── TEXT DES DOKUMENTS ──
Felix Schotland, Vorstandsmitglied der Synagogen-Gemeinde Köln, und Bürgermeister Andreas Wolter (rechts) bei der Gedenkfeier in der Synagoge.

Eine Gedenkfeier für die Opfer der nationalsozialistischen Gewaltherrschaft anlässlich des 86. Jahrestages der Reichspogromnacht veranstaltete die Synagogen-Gemeinde Köln und die Kölnische Gesellschaft für Christlich-Jüdische Zusammenarbeit.
───
── BEREITGESTELLTE DATEN ──
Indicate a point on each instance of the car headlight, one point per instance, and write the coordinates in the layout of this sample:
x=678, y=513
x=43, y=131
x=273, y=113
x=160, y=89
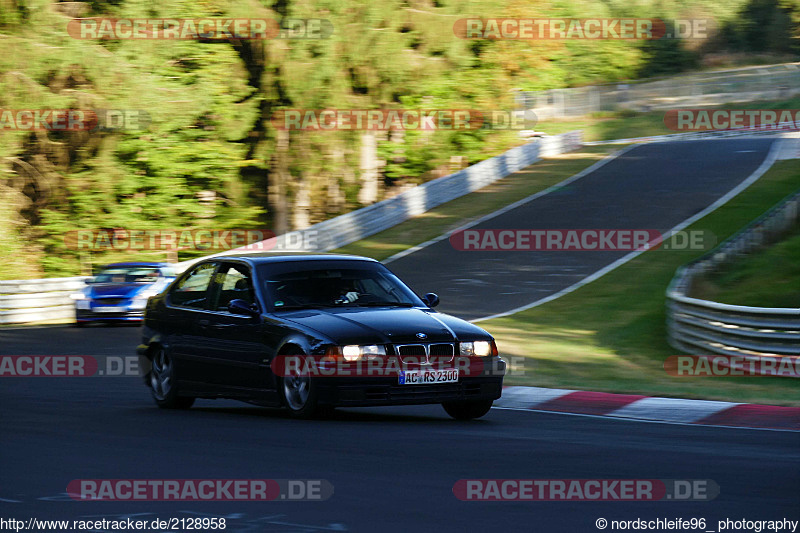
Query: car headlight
x=478, y=348
x=354, y=352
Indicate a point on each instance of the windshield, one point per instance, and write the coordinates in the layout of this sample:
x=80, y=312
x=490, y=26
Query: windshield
x=128, y=275
x=338, y=287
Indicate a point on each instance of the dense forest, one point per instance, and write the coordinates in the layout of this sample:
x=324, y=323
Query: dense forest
x=209, y=156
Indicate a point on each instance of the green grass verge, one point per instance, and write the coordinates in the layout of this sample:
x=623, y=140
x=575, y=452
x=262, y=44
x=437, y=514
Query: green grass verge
x=767, y=278
x=451, y=215
x=610, y=335
x=628, y=124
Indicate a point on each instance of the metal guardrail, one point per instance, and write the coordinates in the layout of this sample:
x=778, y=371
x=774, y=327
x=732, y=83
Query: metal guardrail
x=768, y=82
x=362, y=223
x=38, y=300
x=701, y=326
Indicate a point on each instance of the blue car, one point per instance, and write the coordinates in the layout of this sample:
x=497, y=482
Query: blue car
x=120, y=291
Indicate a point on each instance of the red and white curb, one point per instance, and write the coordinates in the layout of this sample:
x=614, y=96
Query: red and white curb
x=636, y=407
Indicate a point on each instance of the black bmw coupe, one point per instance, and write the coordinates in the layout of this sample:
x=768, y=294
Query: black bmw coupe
x=310, y=333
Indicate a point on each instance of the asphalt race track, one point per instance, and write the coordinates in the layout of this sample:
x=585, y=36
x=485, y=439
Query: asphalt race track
x=393, y=469
x=653, y=186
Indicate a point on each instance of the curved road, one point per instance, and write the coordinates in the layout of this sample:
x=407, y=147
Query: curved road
x=652, y=186
x=392, y=469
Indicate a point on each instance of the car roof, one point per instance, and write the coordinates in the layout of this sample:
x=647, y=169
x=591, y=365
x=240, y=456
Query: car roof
x=259, y=258
x=138, y=263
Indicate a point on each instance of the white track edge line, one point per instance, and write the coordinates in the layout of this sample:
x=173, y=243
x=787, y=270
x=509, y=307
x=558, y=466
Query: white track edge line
x=621, y=419
x=514, y=205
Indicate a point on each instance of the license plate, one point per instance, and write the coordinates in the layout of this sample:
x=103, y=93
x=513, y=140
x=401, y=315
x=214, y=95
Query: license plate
x=427, y=377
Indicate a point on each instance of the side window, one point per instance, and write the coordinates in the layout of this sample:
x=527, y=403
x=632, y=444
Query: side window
x=233, y=283
x=192, y=291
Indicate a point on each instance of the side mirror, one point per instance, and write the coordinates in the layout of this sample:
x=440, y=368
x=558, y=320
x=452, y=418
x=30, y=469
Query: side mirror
x=431, y=299
x=240, y=307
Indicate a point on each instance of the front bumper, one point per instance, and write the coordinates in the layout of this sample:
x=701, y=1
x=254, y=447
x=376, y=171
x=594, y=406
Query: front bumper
x=123, y=313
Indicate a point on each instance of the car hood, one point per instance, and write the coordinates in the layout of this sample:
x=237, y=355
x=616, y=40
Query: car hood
x=116, y=290
x=386, y=326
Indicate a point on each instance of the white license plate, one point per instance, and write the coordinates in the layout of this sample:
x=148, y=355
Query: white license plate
x=427, y=377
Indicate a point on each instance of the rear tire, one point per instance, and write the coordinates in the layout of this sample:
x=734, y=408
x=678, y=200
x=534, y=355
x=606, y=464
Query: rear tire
x=468, y=410
x=163, y=381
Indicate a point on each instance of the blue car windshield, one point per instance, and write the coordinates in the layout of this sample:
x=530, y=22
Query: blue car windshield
x=338, y=287
x=128, y=275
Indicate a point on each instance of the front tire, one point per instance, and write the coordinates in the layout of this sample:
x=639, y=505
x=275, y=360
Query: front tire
x=300, y=395
x=163, y=382
x=468, y=410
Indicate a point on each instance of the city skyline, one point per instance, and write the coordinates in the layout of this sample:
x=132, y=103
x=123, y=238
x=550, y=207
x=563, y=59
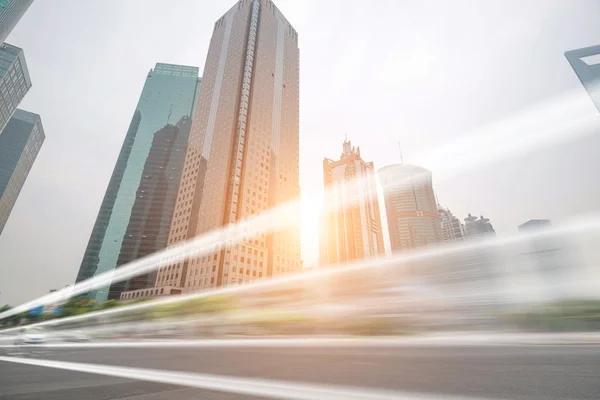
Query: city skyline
x=136, y=211
x=96, y=169
x=242, y=157
x=352, y=228
x=20, y=143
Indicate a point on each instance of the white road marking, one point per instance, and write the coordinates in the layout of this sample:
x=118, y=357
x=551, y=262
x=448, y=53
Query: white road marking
x=246, y=386
x=442, y=340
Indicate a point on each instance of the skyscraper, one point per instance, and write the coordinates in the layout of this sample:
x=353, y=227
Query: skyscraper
x=11, y=12
x=410, y=206
x=452, y=228
x=20, y=143
x=136, y=212
x=587, y=69
x=352, y=226
x=243, y=153
x=478, y=227
x=14, y=80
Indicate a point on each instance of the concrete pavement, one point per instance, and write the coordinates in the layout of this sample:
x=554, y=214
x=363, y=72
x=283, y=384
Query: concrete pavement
x=501, y=371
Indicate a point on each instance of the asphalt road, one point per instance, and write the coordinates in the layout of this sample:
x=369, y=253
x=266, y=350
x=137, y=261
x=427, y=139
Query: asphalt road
x=501, y=372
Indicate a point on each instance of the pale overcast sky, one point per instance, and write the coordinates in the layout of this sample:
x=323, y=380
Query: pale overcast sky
x=420, y=72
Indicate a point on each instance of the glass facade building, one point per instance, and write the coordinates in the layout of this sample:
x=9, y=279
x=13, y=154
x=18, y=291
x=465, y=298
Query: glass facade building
x=11, y=12
x=410, y=206
x=136, y=211
x=586, y=64
x=14, y=80
x=20, y=143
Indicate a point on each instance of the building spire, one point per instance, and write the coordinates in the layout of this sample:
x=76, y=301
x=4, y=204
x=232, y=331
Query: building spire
x=401, y=157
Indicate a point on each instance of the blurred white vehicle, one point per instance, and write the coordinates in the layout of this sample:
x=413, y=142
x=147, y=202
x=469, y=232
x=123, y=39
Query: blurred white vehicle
x=32, y=336
x=74, y=336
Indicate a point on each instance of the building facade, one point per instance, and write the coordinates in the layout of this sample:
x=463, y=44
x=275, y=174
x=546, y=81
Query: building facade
x=352, y=223
x=452, y=228
x=136, y=211
x=20, y=143
x=14, y=80
x=410, y=205
x=478, y=226
x=243, y=154
x=11, y=12
x=587, y=70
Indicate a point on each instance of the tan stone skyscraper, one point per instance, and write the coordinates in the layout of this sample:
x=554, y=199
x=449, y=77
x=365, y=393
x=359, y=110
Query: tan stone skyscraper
x=351, y=226
x=243, y=152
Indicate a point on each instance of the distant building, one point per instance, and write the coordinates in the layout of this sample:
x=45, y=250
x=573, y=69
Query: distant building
x=351, y=228
x=14, y=80
x=20, y=143
x=478, y=226
x=587, y=70
x=452, y=228
x=11, y=12
x=137, y=210
x=410, y=205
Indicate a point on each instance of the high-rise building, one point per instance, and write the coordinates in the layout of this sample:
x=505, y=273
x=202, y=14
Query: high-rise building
x=352, y=228
x=14, y=80
x=243, y=152
x=136, y=211
x=410, y=205
x=587, y=68
x=452, y=228
x=20, y=143
x=478, y=227
x=11, y=12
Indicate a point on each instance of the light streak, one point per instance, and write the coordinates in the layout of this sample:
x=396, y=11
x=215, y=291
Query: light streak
x=274, y=389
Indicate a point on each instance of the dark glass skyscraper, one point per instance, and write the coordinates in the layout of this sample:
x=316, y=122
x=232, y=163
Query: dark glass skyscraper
x=20, y=143
x=136, y=212
x=11, y=12
x=14, y=80
x=587, y=70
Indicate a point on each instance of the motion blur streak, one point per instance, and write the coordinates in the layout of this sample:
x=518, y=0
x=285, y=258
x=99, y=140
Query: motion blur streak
x=542, y=125
x=393, y=273
x=254, y=387
x=539, y=126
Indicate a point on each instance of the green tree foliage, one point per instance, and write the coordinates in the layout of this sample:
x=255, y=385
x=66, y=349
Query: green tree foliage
x=565, y=315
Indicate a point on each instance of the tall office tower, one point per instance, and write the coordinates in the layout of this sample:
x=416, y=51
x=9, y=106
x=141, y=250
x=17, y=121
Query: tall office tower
x=587, y=69
x=478, y=227
x=20, y=143
x=11, y=12
x=452, y=228
x=410, y=205
x=14, y=80
x=136, y=211
x=243, y=153
x=352, y=228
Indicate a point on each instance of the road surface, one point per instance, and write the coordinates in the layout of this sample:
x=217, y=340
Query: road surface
x=483, y=372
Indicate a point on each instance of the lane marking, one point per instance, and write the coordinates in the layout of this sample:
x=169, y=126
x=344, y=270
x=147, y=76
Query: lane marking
x=458, y=340
x=247, y=386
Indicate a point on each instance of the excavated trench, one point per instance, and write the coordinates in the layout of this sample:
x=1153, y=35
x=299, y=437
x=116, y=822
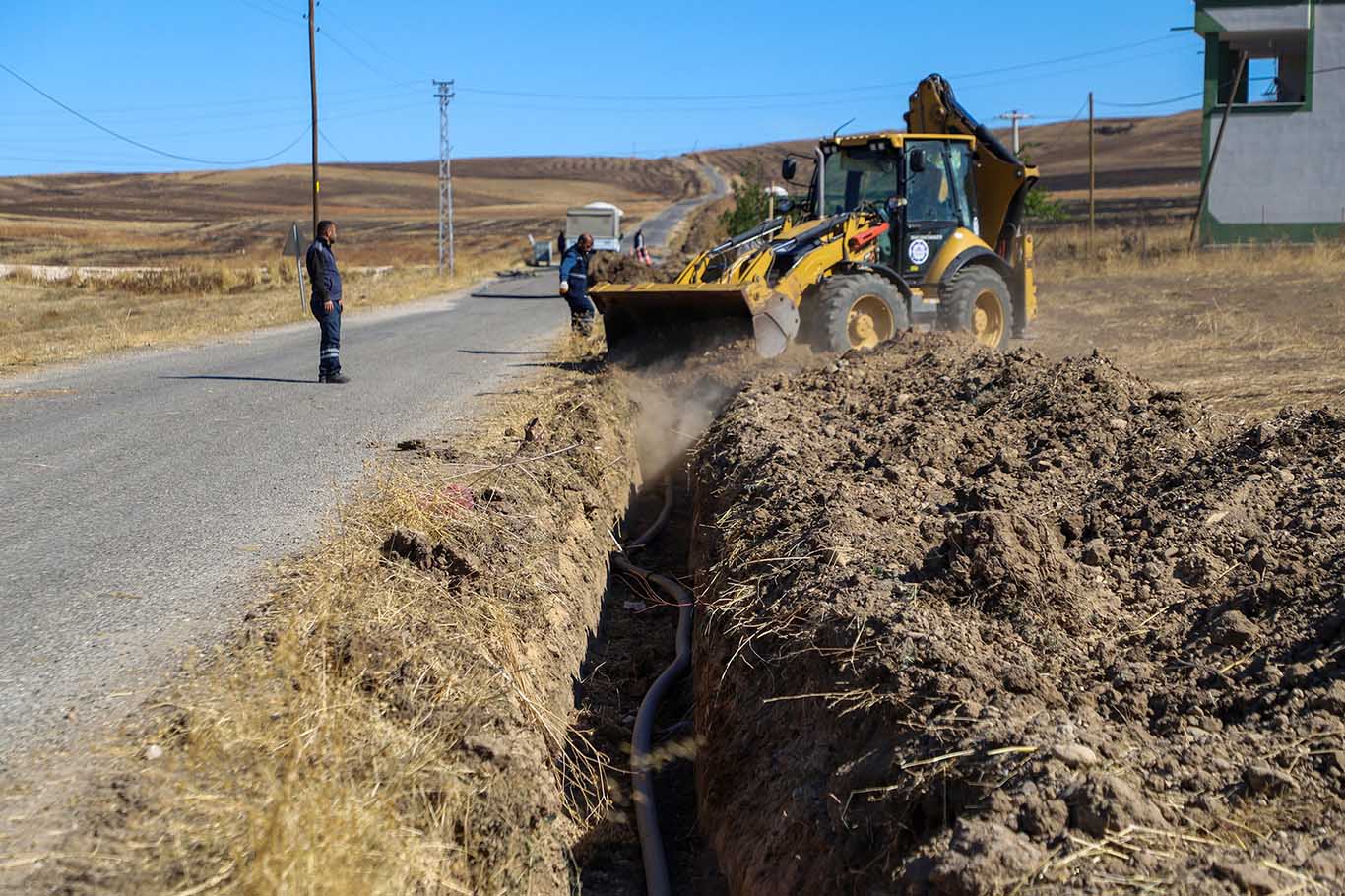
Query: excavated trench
x=634, y=645
x=973, y=623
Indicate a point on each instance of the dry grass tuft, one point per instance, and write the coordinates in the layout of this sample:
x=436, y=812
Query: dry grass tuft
x=382, y=728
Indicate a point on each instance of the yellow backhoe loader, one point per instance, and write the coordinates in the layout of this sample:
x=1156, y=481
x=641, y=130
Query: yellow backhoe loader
x=919, y=227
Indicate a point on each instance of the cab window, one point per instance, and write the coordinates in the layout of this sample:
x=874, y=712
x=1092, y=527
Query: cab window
x=857, y=175
x=939, y=191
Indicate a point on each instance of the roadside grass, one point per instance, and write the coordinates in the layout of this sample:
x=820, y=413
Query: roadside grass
x=1164, y=252
x=382, y=728
x=1247, y=329
x=48, y=322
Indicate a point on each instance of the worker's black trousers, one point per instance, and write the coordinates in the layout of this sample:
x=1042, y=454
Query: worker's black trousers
x=328, y=352
x=581, y=314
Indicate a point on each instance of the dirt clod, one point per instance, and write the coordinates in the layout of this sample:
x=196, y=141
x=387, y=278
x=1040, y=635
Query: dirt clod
x=1062, y=653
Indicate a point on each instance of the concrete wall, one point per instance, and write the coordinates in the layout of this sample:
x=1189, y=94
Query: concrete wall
x=1283, y=165
x=1271, y=17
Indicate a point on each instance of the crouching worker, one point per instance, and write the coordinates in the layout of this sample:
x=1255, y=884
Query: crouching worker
x=574, y=286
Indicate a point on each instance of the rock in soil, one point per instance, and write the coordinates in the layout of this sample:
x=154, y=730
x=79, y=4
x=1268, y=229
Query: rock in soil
x=1086, y=631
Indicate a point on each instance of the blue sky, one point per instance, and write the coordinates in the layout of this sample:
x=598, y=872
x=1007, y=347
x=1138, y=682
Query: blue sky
x=227, y=81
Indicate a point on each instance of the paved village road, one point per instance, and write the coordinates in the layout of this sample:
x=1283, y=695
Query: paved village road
x=142, y=495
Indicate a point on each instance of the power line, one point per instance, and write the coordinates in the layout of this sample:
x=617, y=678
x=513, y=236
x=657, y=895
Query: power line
x=144, y=146
x=352, y=54
x=808, y=93
x=331, y=146
x=1156, y=102
x=264, y=11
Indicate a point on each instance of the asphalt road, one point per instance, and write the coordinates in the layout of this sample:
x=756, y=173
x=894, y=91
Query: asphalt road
x=143, y=495
x=658, y=227
x=139, y=494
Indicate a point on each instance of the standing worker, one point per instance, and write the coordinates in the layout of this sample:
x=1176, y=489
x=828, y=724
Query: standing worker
x=574, y=286
x=326, y=301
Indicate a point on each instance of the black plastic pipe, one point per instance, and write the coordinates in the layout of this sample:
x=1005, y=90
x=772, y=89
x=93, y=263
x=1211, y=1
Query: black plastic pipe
x=642, y=772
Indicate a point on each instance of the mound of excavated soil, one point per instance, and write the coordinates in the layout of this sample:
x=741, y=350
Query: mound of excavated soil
x=981, y=623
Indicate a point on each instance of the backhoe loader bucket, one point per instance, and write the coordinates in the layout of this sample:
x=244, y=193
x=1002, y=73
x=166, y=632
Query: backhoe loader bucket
x=666, y=316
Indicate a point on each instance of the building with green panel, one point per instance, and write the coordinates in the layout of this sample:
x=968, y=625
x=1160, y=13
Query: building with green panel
x=1281, y=168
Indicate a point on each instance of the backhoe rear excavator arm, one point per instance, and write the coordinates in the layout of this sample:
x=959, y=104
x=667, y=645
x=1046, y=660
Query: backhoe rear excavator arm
x=1002, y=179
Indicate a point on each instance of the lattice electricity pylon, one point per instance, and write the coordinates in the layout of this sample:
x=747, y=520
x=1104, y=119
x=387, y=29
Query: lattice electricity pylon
x=445, y=175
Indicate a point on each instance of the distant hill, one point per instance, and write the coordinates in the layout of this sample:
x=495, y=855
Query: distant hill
x=1131, y=153
x=390, y=210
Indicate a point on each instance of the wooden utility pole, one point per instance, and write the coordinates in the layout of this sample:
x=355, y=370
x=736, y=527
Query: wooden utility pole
x=1213, y=154
x=1092, y=176
x=312, y=81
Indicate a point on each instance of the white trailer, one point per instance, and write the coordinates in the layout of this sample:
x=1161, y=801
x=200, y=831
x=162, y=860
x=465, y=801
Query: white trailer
x=603, y=220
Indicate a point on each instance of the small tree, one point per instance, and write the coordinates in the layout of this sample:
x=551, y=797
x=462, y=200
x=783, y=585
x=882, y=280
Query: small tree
x=750, y=204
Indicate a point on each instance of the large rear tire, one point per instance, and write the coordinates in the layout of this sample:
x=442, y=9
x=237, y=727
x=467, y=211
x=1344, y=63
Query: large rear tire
x=977, y=300
x=856, y=311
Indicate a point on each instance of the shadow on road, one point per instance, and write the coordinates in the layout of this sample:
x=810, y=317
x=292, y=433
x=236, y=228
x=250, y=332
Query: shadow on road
x=313, y=382
x=492, y=352
x=588, y=366
x=509, y=294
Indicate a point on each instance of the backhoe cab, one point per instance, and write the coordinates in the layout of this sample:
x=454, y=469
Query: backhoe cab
x=893, y=231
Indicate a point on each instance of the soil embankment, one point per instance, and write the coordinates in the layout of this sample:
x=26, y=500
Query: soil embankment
x=978, y=623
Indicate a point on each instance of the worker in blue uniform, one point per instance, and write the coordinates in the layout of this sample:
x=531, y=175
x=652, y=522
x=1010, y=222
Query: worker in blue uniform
x=574, y=286
x=326, y=301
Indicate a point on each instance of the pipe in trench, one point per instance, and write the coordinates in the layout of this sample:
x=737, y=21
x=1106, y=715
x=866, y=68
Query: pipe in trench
x=642, y=775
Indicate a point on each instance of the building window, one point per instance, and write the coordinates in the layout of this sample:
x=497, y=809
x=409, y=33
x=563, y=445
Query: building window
x=1277, y=68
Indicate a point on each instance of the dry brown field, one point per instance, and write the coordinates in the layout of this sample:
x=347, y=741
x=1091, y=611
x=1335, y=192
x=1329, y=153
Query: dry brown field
x=388, y=212
x=223, y=233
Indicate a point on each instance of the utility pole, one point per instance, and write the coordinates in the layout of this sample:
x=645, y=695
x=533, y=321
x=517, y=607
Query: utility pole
x=445, y=175
x=1213, y=154
x=1014, y=117
x=312, y=81
x=1092, y=176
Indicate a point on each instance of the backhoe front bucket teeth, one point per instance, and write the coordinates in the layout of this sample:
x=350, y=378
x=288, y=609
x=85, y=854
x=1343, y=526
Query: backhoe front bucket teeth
x=662, y=319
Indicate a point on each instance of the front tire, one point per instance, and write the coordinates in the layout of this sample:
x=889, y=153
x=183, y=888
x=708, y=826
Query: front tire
x=977, y=300
x=857, y=311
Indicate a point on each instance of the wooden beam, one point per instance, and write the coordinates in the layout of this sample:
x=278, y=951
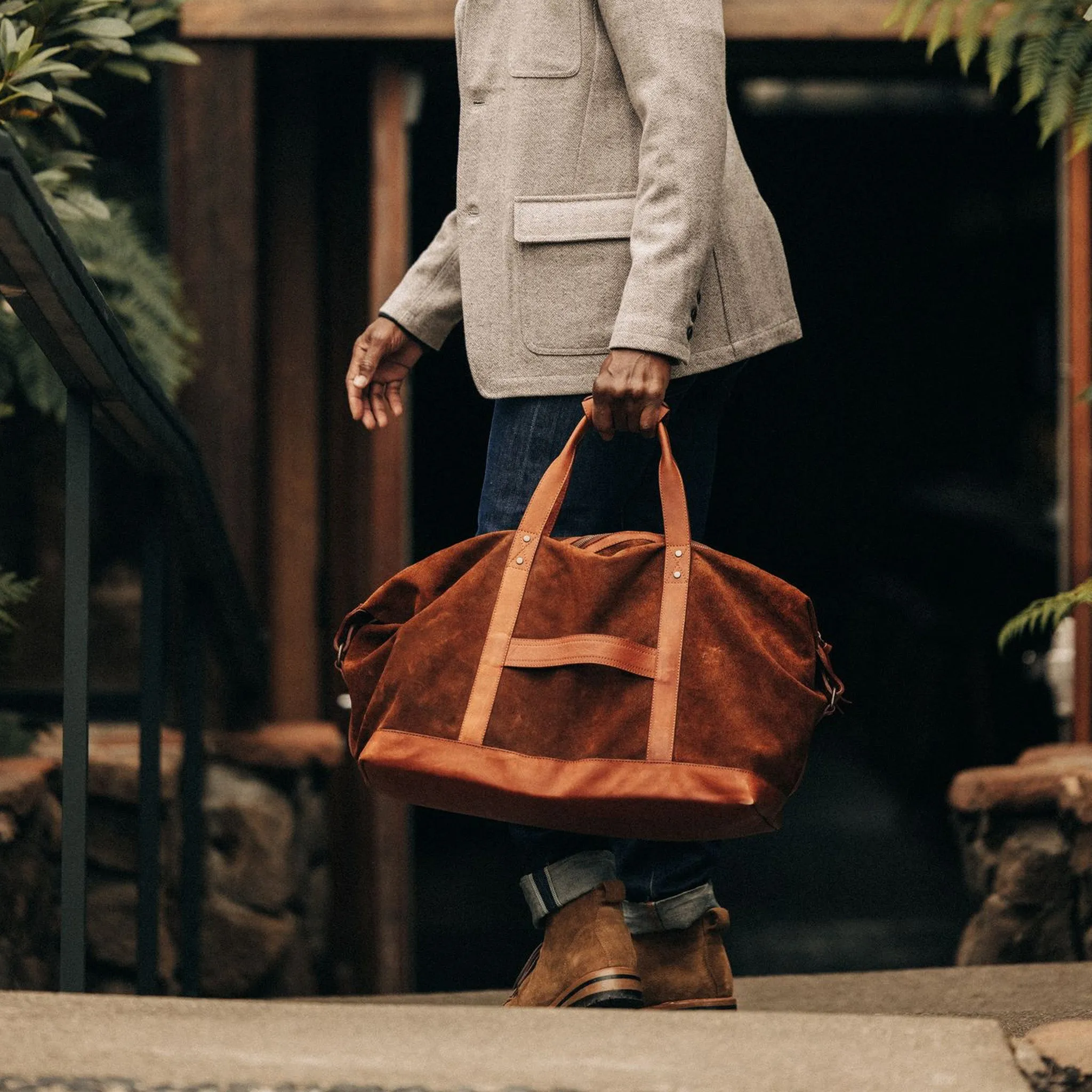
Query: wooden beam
x=1079, y=282
x=435, y=19
x=292, y=389
x=212, y=152
x=389, y=545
───
» ZU BEARBEITENDE AUFGABEN
(1) Schreiben Sie aus dem Text über die Gedenkfeier den Abschnitt von „Felix Schotland, Vorstandsmitglied“ bis „für Christlich-Jüdische Zusammenarbeit.“ wortgetreu nieder.
(2) Führen Sie den Text über die Gedenkfeier im Anschluss an seinen letzten Satz fort.

» GELÖSTE AUFGABEN
(1)
Felix Schotland, Vorstandsmitglied der Synagogen-Gemeinde Köln, und Bürgermeister Andreas Wolter (rechts) bei der Gedenkfeier in der Synagoge.

Eine Gedenkfeier für die Opfer der nationalsozialistischen Gewaltherrschaft anlässlich des 86. Jahrestages der Reichspogromnacht veranstaltete die Synagogen-Gemeinde Köln und die Kölnische Gesellschaft für Christlich-Jüdische Zusammenarbeit.

(2)
„Wir müssen die Jungen zu geschichts- und verantwortungsbewussten Menschen großziehen“, forderte Abraham Lehrer, Vorstandsmitglied der Synagogen-Gemeinde Köln und Vizepräsident des Zentralrats der Juden in Deutschland, am Freitag in der Kölner Synagoge. Allein Bildung helfe gegen Rassismus jeder Art, betonte er. Doch bei all den Bemühungen und Projekten der vergangenen Jahre müsse angesichts des wachsenden Antisemitismus die Frage sein: „Was haben wir falsch gemacht?“ 

Die Synagogen-Gemeinde Köln und die Kölnische Gesellschaft für Christlich-Jüdische Zusammenarbeit hatten zum Gedenken an die Opfer der nationalsozialistischen Gewaltherrschaft anlässlich des 86. Jahrestages der Reichspogromnacht geladen. Die Feier mit anschließender Kranzniederlegung und Kaddisch-Gebet in der Gedenkhalle stand unter dem Motto „Erinnern heißt handeln: Für ein besseres Morgen“.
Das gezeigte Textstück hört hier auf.